• **Assignment**:
Reproduce the part of the GPKEX page from "If you use GPKEX" to "available from here.", keeping every word and character unchanged.

• **Given passage**:
<<<<

GPKEX - Genetically Programmed Keyphrase Extraction

Version: 1.0
Release date: July 28, 2013

1 Description

GPKEX is  a keyphrase extraction method based on genetic programming. GKPEX represents keyphrase scoring measures as syntax trees and evolves them to produce rankings for keyphrase candidates extracted from text. GPKEX can evolve simple and interpretable keyphrase scoring measures that perform comparably to more complex machine learning methods. For details, please refer to the paper:

Marko Bekavac and Jan Šnajder (2013). GPKEX: Genetically Programmed Keyphrase Extraction from Croatian Texts. Proceedings of the 4th Biennial International Workshop on Balto-Slavic Natural Language Processing (BNLP 2013), Sofia, ACL, 2013, 43-47. [pdf]

If you use GPKEX or the associated datasets, please cite the paper. The BibTeX citation is:

@InProceedings{bekavac2013gpkex,
title={GPKEX: Genetically Programmed Keyphrase Extraction from Croatian Texts},
author={Bekavac, Marko and {\v S}najder, Jan},
booktitle={4th Biennial International Workshop on Balto-Slavic Natural Language Processing},
year={2013},
pages={in press}
 }

2 Data

The GPKEX source code is available from GitHub under the BSD-3 license.
The manually annotated dataset used for the evaluation experiments is available from here.

>>>>

• **Dataset**:

<<<<

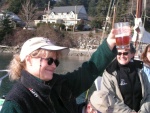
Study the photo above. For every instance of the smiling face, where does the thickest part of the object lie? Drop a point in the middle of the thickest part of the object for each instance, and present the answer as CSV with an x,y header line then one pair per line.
x,y
38,66
124,56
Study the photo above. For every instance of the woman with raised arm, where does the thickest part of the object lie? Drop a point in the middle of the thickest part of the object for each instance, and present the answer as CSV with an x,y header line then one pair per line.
x,y
39,89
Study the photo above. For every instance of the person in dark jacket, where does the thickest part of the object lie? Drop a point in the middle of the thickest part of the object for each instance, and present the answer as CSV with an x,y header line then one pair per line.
x,y
125,80
39,89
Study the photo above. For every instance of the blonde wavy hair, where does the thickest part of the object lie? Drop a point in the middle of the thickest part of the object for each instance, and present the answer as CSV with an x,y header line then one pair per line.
x,y
16,66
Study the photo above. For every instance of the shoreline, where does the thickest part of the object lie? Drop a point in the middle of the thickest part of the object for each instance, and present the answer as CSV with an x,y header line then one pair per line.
x,y
72,52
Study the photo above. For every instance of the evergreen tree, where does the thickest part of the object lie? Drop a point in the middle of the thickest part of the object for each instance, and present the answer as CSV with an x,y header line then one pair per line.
x,y
6,26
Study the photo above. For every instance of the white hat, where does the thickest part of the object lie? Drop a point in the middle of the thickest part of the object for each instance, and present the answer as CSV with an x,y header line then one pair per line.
x,y
35,43
103,101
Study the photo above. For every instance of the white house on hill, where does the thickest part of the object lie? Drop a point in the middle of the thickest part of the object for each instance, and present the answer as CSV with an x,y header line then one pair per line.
x,y
68,15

>>>>

• **Exercise solution**:
If you use GPKEX or the associated datasets, please cite the paper. The BibTeX citation is:

@InProceedings{bekavac2013gpkex,
title={GPKEX: Genetically Programmed Keyphrase Extraction from Croatian Texts},
author={Bekavac, Marko and {\v S}najder, Jan},
booktitle={4th Biennial International Workshop on Balto-Slavic Natural Language Processing},
year={2013},
pages={in press}
 }

2 Data

The GPKEX source code is available from GitHub under the BSD-3 license.
The manually annotated dataset used for the evaluation experiments is available from here.